What is needed is the run of lines from the one with "If you could tag the red cap" through the close of the data, set down exactly.

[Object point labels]
....
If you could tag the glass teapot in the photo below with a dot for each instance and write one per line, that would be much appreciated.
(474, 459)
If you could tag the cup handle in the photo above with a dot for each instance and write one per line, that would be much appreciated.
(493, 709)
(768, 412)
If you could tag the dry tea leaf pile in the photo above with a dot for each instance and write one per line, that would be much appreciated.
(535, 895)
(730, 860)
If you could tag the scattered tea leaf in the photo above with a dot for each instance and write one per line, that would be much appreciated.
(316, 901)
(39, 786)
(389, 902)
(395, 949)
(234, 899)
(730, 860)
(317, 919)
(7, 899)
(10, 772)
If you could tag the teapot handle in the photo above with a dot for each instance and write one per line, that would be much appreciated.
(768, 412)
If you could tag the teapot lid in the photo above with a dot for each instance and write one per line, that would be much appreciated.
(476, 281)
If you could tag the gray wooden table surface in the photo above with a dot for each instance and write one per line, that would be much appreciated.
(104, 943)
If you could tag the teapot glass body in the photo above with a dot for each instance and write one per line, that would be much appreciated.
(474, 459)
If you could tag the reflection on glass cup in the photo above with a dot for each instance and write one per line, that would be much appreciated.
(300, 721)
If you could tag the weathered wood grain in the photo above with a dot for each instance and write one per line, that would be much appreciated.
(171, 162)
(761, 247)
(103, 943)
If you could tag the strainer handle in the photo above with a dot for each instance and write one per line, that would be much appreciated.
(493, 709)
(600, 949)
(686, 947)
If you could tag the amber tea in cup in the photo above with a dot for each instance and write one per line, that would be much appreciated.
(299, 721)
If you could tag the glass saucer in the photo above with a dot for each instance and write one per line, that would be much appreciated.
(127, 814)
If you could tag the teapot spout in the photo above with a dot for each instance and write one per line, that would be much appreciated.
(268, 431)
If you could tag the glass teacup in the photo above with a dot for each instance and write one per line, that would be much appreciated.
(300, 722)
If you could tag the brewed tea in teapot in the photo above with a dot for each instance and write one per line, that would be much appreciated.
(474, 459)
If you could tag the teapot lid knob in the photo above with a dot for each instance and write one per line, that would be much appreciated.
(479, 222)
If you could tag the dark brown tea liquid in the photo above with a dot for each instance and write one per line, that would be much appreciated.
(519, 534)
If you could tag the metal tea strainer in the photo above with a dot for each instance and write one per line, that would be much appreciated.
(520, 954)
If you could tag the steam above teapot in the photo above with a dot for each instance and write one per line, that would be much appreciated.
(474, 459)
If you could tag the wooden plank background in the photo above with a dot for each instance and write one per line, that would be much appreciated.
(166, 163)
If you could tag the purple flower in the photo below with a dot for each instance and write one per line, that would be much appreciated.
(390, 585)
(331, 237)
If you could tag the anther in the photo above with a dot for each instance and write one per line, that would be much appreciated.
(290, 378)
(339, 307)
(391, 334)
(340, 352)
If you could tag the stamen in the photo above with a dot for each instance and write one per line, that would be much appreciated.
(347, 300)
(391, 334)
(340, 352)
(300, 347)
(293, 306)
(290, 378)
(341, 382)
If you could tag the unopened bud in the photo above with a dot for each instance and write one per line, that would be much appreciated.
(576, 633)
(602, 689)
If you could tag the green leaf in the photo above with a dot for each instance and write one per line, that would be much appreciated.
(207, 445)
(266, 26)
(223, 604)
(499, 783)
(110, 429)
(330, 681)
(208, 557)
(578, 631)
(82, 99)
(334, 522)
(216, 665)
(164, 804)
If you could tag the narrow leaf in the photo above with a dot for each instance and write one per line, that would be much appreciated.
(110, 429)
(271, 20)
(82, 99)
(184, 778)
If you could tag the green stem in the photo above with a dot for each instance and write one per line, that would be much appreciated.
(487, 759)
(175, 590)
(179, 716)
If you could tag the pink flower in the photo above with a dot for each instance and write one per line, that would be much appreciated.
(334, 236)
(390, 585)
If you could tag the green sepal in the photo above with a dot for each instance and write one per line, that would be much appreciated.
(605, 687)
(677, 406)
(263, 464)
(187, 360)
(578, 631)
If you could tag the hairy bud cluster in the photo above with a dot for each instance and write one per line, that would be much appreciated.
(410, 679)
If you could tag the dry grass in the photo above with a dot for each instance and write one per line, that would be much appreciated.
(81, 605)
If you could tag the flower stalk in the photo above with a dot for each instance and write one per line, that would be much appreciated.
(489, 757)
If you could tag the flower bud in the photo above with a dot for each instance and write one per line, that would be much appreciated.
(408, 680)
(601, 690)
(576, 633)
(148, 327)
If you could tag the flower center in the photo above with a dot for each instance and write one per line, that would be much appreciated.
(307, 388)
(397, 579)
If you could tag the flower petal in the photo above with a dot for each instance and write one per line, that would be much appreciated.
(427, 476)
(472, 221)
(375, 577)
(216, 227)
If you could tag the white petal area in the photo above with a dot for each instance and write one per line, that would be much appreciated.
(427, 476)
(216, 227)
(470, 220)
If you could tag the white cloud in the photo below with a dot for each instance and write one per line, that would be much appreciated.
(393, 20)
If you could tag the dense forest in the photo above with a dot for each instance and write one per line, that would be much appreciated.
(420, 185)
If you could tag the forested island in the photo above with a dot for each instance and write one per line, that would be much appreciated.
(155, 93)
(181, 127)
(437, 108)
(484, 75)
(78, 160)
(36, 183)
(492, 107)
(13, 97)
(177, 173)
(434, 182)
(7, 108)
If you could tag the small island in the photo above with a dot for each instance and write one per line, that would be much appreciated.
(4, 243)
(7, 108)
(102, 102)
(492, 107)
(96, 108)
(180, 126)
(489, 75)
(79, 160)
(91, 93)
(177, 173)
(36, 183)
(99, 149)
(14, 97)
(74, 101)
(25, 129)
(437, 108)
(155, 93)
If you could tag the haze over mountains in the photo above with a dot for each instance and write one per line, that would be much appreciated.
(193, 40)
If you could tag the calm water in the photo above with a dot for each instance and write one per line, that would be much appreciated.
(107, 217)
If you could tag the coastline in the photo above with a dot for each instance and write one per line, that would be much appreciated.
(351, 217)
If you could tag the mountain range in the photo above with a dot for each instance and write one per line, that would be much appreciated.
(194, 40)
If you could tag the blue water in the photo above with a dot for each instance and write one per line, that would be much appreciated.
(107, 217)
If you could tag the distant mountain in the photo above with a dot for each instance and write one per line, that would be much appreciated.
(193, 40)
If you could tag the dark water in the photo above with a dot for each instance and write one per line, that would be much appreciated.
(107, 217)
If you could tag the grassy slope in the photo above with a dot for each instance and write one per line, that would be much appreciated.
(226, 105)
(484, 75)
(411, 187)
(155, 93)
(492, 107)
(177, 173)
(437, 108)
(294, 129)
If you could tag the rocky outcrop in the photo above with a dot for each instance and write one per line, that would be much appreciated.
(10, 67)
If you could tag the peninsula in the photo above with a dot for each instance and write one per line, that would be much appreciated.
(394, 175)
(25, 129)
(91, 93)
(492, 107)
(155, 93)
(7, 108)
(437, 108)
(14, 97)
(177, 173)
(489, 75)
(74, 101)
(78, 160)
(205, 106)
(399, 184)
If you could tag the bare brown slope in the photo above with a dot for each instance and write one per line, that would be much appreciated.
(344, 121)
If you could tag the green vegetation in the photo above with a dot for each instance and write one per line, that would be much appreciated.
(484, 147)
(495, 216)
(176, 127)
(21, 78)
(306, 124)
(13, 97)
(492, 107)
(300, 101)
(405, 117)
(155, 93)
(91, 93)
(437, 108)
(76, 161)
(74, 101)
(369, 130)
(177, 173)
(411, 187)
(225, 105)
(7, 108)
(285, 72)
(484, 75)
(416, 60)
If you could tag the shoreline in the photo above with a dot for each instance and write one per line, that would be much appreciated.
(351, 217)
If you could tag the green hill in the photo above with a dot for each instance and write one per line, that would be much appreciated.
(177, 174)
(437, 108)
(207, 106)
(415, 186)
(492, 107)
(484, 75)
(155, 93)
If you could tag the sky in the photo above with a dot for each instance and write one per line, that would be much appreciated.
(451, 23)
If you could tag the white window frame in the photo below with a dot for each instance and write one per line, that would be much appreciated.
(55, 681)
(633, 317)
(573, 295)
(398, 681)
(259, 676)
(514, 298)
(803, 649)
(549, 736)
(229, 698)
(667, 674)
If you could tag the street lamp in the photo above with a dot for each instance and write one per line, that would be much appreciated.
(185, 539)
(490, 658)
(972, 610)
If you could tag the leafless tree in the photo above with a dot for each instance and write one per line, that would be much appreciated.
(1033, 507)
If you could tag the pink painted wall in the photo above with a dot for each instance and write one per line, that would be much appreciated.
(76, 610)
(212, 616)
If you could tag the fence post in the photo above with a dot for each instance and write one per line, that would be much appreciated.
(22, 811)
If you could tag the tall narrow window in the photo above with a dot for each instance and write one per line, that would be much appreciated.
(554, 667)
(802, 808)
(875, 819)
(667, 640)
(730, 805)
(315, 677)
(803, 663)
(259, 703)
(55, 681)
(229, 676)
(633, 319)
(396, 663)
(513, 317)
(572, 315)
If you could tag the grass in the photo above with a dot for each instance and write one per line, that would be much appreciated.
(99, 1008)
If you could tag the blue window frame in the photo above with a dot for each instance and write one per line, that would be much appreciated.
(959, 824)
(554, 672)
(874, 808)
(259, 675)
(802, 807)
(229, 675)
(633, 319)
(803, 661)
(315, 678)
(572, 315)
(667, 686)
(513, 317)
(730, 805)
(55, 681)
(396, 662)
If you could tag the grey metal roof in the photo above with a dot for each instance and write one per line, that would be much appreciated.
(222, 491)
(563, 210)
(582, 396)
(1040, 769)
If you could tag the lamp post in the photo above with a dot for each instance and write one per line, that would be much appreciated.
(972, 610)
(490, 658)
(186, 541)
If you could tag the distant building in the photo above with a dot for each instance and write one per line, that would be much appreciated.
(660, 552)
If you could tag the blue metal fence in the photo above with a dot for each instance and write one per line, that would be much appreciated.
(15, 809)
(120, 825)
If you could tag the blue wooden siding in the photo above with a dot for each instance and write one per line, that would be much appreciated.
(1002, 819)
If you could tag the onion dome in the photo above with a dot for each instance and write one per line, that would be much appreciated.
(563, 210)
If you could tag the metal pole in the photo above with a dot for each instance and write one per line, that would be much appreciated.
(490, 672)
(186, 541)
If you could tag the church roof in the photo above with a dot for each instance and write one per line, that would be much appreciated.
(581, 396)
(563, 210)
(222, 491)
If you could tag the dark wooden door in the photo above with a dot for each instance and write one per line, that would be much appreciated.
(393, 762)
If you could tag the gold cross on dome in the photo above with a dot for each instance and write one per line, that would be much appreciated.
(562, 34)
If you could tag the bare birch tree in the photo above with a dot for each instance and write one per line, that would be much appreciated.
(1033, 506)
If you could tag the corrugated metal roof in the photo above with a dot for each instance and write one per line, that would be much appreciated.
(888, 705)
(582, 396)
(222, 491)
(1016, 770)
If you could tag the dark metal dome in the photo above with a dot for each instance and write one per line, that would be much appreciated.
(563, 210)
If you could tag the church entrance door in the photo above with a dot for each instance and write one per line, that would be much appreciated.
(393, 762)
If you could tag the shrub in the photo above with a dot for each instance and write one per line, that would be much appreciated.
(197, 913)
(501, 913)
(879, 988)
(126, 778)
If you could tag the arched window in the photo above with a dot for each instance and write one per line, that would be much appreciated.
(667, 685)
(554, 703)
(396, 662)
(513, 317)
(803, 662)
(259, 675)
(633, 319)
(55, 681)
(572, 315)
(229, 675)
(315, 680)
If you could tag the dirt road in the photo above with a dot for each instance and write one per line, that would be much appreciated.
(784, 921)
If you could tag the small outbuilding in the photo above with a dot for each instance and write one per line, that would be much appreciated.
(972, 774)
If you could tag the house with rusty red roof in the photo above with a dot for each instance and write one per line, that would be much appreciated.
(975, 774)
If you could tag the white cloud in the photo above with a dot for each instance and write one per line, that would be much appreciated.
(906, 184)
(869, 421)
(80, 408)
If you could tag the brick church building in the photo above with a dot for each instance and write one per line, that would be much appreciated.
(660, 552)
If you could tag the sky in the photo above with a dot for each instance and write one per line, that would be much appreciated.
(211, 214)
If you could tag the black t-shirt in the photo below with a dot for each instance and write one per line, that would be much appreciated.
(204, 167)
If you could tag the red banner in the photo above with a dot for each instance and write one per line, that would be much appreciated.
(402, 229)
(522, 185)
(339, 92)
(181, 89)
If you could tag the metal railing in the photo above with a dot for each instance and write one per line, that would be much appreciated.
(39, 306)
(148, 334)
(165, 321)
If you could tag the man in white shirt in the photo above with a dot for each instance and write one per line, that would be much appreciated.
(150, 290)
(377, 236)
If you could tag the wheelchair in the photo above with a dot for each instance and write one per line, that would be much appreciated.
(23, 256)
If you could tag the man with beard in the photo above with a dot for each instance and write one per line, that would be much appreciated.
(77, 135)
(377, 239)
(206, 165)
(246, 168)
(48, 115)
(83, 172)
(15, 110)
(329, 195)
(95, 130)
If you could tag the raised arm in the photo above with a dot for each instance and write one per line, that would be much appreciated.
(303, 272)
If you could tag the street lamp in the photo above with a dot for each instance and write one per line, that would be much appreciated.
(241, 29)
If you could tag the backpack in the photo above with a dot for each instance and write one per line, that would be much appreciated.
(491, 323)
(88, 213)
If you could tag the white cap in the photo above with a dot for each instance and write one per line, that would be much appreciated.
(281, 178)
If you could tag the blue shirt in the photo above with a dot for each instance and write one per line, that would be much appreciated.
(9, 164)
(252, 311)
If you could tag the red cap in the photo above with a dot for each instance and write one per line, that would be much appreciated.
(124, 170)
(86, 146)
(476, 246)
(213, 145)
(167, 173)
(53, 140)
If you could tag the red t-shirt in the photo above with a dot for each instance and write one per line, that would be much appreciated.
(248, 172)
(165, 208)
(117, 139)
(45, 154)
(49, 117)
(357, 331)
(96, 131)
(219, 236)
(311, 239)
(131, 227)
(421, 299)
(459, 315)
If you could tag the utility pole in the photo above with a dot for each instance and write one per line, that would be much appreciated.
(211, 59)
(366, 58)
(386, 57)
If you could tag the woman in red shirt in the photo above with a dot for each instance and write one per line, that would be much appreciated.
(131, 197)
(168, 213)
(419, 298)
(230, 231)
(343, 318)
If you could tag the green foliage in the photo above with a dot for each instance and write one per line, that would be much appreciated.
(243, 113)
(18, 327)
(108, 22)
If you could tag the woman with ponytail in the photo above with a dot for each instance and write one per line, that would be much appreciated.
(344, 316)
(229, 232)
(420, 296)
....
_Answer to the exercise_
If you could tag the red cap in the photo above with a dot for each instance and write one per line, that would be much appreciated.
(124, 170)
(86, 146)
(476, 246)
(213, 145)
(167, 173)
(53, 140)
If you could tag the red t-shirt in the photo above with a dot for each instance and write one per line, that would be much appreciated.
(248, 172)
(165, 208)
(117, 139)
(45, 154)
(49, 117)
(357, 331)
(96, 131)
(219, 236)
(311, 239)
(131, 227)
(421, 299)
(459, 315)
If you could tag the utility pole in the photo above with a dot for each instance and write one per line, that would be much appreciated.
(211, 59)
(366, 58)
(386, 57)
If you could tag the woman in red shirt in the photo above with a dot for each instance and write one per line, that would be much appreciated.
(131, 197)
(168, 213)
(419, 298)
(230, 231)
(343, 318)
If you could tag the green foliage in the photo above with a dot for each instance and write one per line, that would be much appreciated.
(243, 113)
(18, 327)
(108, 22)
If you could tag the woman with ponytail in the photo above with a dot for each instance and write one per line, that would be much appreciated.
(344, 316)
(229, 232)
(420, 296)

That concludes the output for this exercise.